* [Exercise prompt]:
Every entry should be reproduced word for word.

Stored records
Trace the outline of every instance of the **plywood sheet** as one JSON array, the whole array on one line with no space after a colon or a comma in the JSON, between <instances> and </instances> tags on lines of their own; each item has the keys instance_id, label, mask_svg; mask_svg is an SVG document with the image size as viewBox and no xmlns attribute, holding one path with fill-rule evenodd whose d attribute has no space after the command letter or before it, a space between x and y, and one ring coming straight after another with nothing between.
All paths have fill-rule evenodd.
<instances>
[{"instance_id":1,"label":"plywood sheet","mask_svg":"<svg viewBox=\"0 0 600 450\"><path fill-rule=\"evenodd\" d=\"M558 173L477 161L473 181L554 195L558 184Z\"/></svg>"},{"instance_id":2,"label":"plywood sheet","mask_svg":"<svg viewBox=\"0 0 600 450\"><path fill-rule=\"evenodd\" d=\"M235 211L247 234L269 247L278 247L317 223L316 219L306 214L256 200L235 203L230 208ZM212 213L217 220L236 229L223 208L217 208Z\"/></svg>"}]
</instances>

* [Exercise output]:
Trace the outline of every instance of the **plywood sheet** as one JSON array, the whole array on one line with no space after a colon or a comma in the JSON, between <instances> and </instances> tags on lines of their own; each item has the keys instance_id, label, mask_svg; mask_svg is an SVG document with the image size as viewBox and no xmlns attribute, holding one path with fill-rule evenodd whose d attribute has no space after the command letter or before it, a space between x and y, and one ring coming straight after another with nothing between.
All paths have fill-rule evenodd.
<instances>
[{"instance_id":1,"label":"plywood sheet","mask_svg":"<svg viewBox=\"0 0 600 450\"><path fill-rule=\"evenodd\" d=\"M558 173L477 161L473 181L554 195L558 184Z\"/></svg>"},{"instance_id":2,"label":"plywood sheet","mask_svg":"<svg viewBox=\"0 0 600 450\"><path fill-rule=\"evenodd\" d=\"M235 211L247 234L269 247L278 247L317 223L316 219L306 214L256 200L235 203L230 208ZM212 213L217 220L236 229L223 208L217 208Z\"/></svg>"}]
</instances>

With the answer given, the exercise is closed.